(Point-based annotation data)
=-=-=-=-=

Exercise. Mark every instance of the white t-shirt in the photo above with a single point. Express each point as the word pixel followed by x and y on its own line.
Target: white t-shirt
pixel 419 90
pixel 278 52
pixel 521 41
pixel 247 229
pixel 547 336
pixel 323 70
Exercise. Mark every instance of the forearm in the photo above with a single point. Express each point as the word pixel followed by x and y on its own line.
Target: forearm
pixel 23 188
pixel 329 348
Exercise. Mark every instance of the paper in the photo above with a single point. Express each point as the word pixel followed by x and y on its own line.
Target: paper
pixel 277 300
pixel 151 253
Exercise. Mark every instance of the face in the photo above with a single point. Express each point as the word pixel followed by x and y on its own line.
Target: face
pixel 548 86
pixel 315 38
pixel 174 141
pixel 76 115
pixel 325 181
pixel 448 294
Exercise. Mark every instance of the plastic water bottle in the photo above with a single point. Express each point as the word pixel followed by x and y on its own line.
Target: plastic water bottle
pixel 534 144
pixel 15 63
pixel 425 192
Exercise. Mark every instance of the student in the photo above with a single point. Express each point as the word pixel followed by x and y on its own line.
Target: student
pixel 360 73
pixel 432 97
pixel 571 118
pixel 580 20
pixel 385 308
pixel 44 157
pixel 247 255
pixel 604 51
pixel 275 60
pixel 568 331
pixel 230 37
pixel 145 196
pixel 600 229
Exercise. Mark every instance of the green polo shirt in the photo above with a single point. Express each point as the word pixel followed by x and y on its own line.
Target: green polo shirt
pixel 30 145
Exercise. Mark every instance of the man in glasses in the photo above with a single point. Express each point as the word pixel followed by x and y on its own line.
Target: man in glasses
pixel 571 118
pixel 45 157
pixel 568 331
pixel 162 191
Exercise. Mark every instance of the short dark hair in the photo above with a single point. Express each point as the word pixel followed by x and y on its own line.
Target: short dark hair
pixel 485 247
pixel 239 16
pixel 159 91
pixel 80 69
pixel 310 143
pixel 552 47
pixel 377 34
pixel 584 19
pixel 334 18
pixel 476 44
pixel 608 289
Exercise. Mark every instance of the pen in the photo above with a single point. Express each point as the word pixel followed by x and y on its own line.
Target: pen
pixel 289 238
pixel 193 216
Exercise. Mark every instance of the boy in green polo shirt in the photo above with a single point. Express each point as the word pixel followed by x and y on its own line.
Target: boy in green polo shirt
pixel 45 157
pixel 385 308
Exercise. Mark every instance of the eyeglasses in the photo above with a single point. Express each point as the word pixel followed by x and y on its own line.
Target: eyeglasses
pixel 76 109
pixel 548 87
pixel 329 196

=-=-=-=-=

» **Aim**: Reproduce the rows word for word, starting from the first line and stopping after the line that contains "pixel 151 253".

» **Written reply**:
Exercise. Mark every instance of the white t-shirt in the photo above with a single point. Express each point as the word pixel followed by x and y on its own line.
Target: white t-shirt
pixel 419 90
pixel 278 52
pixel 521 41
pixel 247 229
pixel 547 336
pixel 323 70
Exercise. Mark every instance of the forearm in the photo above with a single point. Express each point as the word pixel followed by x and y on its own line.
Target: forearm
pixel 23 188
pixel 329 348
Exercise. Mark every instance of the paper in the photo above with a single point. Express each point as the word pixel followed by x and y on its own line.
Target: paper
pixel 277 300
pixel 151 253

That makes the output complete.